* **WRITTEN EXERCISE**:
An exact copy of all the data is required, with pictures left out.

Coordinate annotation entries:
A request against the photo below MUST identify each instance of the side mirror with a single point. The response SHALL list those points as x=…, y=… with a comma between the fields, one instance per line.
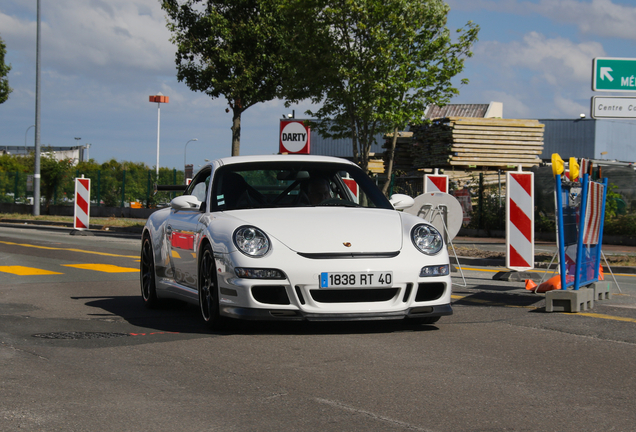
x=185, y=202
x=401, y=201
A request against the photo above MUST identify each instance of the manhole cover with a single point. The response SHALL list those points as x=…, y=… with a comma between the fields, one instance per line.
x=79, y=335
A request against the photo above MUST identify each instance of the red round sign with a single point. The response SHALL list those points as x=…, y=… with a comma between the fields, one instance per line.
x=294, y=137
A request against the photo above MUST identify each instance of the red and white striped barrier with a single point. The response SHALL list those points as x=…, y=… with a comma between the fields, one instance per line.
x=82, y=203
x=435, y=183
x=593, y=211
x=520, y=220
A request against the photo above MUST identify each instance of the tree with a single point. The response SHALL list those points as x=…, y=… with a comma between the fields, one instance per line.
x=383, y=62
x=230, y=48
x=4, y=71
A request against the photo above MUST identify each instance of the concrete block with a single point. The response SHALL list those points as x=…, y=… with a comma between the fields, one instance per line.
x=601, y=291
x=569, y=300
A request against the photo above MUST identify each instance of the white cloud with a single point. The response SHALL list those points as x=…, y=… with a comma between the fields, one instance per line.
x=598, y=17
x=604, y=18
x=106, y=40
x=568, y=108
x=559, y=61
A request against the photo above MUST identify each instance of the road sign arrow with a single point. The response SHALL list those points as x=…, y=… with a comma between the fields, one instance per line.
x=605, y=73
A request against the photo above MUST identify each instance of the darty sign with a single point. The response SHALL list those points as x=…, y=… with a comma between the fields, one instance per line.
x=294, y=137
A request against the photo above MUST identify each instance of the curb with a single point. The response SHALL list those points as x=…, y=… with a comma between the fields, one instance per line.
x=500, y=262
x=92, y=229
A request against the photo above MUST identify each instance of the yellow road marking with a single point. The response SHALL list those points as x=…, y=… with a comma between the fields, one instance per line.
x=106, y=268
x=25, y=271
x=69, y=249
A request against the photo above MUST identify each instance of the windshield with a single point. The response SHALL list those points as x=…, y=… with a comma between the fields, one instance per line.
x=294, y=184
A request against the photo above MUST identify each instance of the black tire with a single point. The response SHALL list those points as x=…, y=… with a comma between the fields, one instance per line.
x=208, y=290
x=147, y=275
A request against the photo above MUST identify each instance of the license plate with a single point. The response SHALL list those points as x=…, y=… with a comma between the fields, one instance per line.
x=356, y=279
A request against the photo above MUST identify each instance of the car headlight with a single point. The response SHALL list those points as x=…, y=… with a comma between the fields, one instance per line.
x=251, y=241
x=427, y=239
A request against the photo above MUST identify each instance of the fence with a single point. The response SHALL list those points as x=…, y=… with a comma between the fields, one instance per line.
x=117, y=188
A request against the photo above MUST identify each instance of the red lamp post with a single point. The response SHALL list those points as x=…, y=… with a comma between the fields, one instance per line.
x=159, y=99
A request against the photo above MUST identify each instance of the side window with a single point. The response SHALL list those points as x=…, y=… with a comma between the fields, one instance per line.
x=199, y=185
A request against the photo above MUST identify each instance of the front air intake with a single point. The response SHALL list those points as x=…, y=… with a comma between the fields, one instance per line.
x=430, y=291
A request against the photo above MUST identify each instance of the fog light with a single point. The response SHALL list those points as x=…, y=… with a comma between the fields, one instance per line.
x=255, y=273
x=434, y=270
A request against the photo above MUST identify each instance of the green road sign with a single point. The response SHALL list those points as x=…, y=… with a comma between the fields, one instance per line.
x=614, y=74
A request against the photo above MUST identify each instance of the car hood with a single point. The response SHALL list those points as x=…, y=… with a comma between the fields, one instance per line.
x=330, y=229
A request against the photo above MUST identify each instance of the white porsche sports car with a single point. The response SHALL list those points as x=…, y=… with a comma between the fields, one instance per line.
x=294, y=237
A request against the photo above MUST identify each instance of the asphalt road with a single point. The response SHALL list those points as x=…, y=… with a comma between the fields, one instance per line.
x=79, y=352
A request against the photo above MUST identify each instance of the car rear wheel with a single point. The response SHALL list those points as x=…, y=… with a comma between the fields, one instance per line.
x=208, y=291
x=147, y=274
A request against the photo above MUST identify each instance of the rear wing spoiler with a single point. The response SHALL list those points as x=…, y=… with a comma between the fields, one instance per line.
x=171, y=188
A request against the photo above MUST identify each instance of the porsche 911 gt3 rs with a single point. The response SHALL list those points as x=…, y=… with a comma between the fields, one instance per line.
x=294, y=237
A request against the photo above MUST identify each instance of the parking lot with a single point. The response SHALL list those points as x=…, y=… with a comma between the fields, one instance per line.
x=78, y=351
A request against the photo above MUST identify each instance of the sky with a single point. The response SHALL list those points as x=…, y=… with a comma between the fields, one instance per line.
x=102, y=59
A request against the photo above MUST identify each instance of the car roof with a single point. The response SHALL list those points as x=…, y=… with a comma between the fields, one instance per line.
x=281, y=157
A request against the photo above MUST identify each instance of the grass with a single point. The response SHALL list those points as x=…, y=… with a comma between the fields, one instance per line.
x=109, y=222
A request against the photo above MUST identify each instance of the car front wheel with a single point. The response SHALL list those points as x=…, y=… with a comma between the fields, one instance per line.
x=208, y=292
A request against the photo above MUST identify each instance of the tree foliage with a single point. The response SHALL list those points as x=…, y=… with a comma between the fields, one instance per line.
x=379, y=64
x=4, y=71
x=230, y=48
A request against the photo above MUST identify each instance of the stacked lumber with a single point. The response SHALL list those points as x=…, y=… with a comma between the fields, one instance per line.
x=473, y=143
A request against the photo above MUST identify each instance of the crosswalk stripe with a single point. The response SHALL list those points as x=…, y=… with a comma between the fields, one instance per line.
x=68, y=249
x=106, y=268
x=25, y=271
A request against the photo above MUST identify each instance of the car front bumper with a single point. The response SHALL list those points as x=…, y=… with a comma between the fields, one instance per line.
x=299, y=315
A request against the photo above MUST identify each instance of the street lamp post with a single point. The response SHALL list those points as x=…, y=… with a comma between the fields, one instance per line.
x=159, y=99
x=184, y=152
x=36, y=162
x=25, y=135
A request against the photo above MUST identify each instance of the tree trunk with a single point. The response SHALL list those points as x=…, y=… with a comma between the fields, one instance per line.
x=236, y=130
x=385, y=188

* **RESPONSE TO THIS EXERCISE**:
A request against the photo below MUST identify each instance of the side mirror with a single point. The response SHALL list those points as x=…, y=… with a comma between the fields, one instance per line.
x=185, y=202
x=401, y=201
A request against the photo above MUST identify each instance of the manhole cover with a single point. The response SHALL list those points as x=…, y=… with a comma between the fields, one instance per line.
x=79, y=335
A request against the photo above MUST identify each instance of the red round sign with a single point. The response SHALL list those points as x=…, y=… with a comma between the fields, one instance per line.
x=294, y=137
A request against the photo above MUST identify each instance of the red and white striped barrier with a single point. The response SHALL list those points as x=…, y=… with a comma between the fields, one instance per line.
x=82, y=203
x=435, y=183
x=593, y=211
x=520, y=220
A request against the photo above MUST identify each instance of the tree with a single point. The response SHALL list those points as x=…, y=… with a comma between the fields, one instance per line.
x=383, y=62
x=230, y=48
x=4, y=71
A request against the photo above MUST identify each instance of the concrete block with a single point. The response SHALL list those points as x=…, y=… with a comma between the fields, one instance per line.
x=601, y=291
x=569, y=300
A request against the photo above MUST identify each instance of the white cloud with a single point. The response SHALL list those points as x=…, y=… with a comma between the fields, one instance per line.
x=598, y=17
x=604, y=18
x=106, y=40
x=568, y=108
x=559, y=61
A request against the photo above MUST identify each instance of the road sign arrow with a single point. The response SHALL list those points as x=…, y=… with a comma between the fields, one instance per line.
x=605, y=73
A request against the photo above MUST identify each instance of the darty sign with a single point. The response SHALL list those points as x=…, y=… with a comma between the fields, one instance per line.
x=294, y=137
A request against the photo above MUST identify each instance of the curb with a single point. The response SHALL list those points as x=…, y=… with a comma between the fields, one instance per line.
x=500, y=262
x=92, y=229
A request against the photo above MUST identify each instance of the yellow road marking with a single point. The response SHALL list those points as x=…, y=… with a comma between the fields, one instance per line.
x=106, y=268
x=25, y=271
x=69, y=249
A request against the photo above MUST identify each instance of the windshield with a single point. The response SHALL list those points as x=…, y=… with a comma between the fields, one instance per line.
x=294, y=184
A request against the photo above MUST identify each instance of the black tire with a single point. The response SHALL list those points as x=…, y=… with a comma between the fields, one instance per line.
x=208, y=290
x=147, y=275
A request against the photo above MUST identify each instance of the license plate with a single point. The response SHALL list those points as x=…, y=… with a comma between the fields, one instance per line.
x=356, y=279
A request against the photo above MUST identify each instance of the car headlight with a single point. The response SHALL list those points as x=…, y=… with a comma between the fields, one instance per line.
x=251, y=241
x=427, y=239
A request against the photo above MUST identify each instance of the fence with a single point. The response SHALL list those points as x=…, y=… with a comma between the fields, one instance per line.
x=117, y=188
A request against the photo above MUST identify each instance of the red lamp post with a single point. The response SHALL list those points as x=…, y=… with a comma between the fields, one instance per line.
x=159, y=99
A request against the photo above MUST identify each instance of the side window with a single point. The response SHALL list those points as x=…, y=… with a comma between the fields, one instance per line.
x=199, y=185
A request against the photo above MUST identify each instance of the front air intake with a single point. The response SHALL list those points as x=…, y=… with a comma between the fields, one instance per line.
x=430, y=291
A request against the photo above MUST identify each instance of the fog light with a single point. The response SHALL list those points as x=…, y=… with a comma between the fields, one instance per line.
x=255, y=273
x=434, y=270
A request against the photo above MUST identify each instance of the green road sign with a single point. The response SHALL list those points as x=…, y=… with a comma between the fields, one instance per line.
x=614, y=74
A request against the photo above MUST identify each instance of the car hood with a single point. The response SHALL list those points as x=…, y=… with a comma between the fields, one instance per line.
x=330, y=229
A request against the photo above MUST identify each instance of the white porsche sports car with a single point. The response SHALL list those points as x=…, y=… with a comma between the fields, one instance per line.
x=294, y=237
A request against the photo above MUST identify each instance of the asphalt road with a single point. The response SHALL list those points as x=…, y=… with a comma between the fields, one instance per line.
x=79, y=352
A request against the photo above MUST identify each instance of the car rear wheel with a single point. The response SHALL list those points as x=…, y=… with a comma between the fields, one instance per line.
x=208, y=291
x=147, y=274
A request against the photo above MUST identify each instance of the rear wing spoiler with a single point. The response SHALL list those points as x=…, y=… with a comma between the fields, one instance per line.
x=171, y=188
A request against the photo above MUST identify each instance of the porsche 911 gt3 rs with a single point. The response SHALL list those points as x=…, y=… with a comma between the fields, one instance per line.
x=294, y=237
A request against the photo above MUST identify each instance of the parking lot with a single point. The response SHALL list those points as x=…, y=… with a comma between the fields, one instance per line.
x=78, y=351
A request against the photo above MUST identify each instance of the sky with a single point. The response SHALL list those points as x=…, y=… with a comma between the fields, one instance per line.
x=102, y=59
A request against the photo above MUST identify each instance of the car roof with a single point. The response SHALL list those points as x=…, y=… with a comma between the fields, one instance per line.
x=281, y=157
A request against the photo above MUST identify each instance of the grass with a single point. The response SHALL list those points as x=…, y=… with a comma between the fields, one instance per line.
x=109, y=222
A request against the photo above MUST identify each instance of the car front wheel with a single point. The response SHALL list those points as x=…, y=… with a comma between the fields, one instance per line.
x=208, y=292
A request against the photo above MUST identify each instance of the tree foliage with a single point. The response SHALL list those points as x=…, y=… with a comma between the fields, one instance per line.
x=379, y=64
x=4, y=71
x=230, y=48
A request against the photo above MUST identify each instance of the stacked lumber with a single point. The response SHALL list those points as x=…, y=… with a comma between the fields, one instance per line.
x=473, y=143
A request against the photo above MUST identify each instance of the crosswalk stripe with a single point. The response SHALL list those points as x=…, y=… with a comma between the fields, one instance per line.
x=68, y=249
x=106, y=268
x=25, y=271
A request against the photo above MUST identify each instance of the car front bumper with a single point. The response SHALL list those points as x=…, y=… with a comma between the fields, one instance per line.
x=299, y=315
A request against the photo above MUST identify each instance of the street lamp post with a single point. The response SHALL list those points as x=…, y=… with a comma between the fields, one instance per line.
x=159, y=99
x=184, y=152
x=36, y=162
x=25, y=135
A request against the photo above MUST identify each instance of the tree trunk with a single point. The response SHALL list those points as x=…, y=… with a comma between the fields, one instance per line.
x=236, y=130
x=385, y=188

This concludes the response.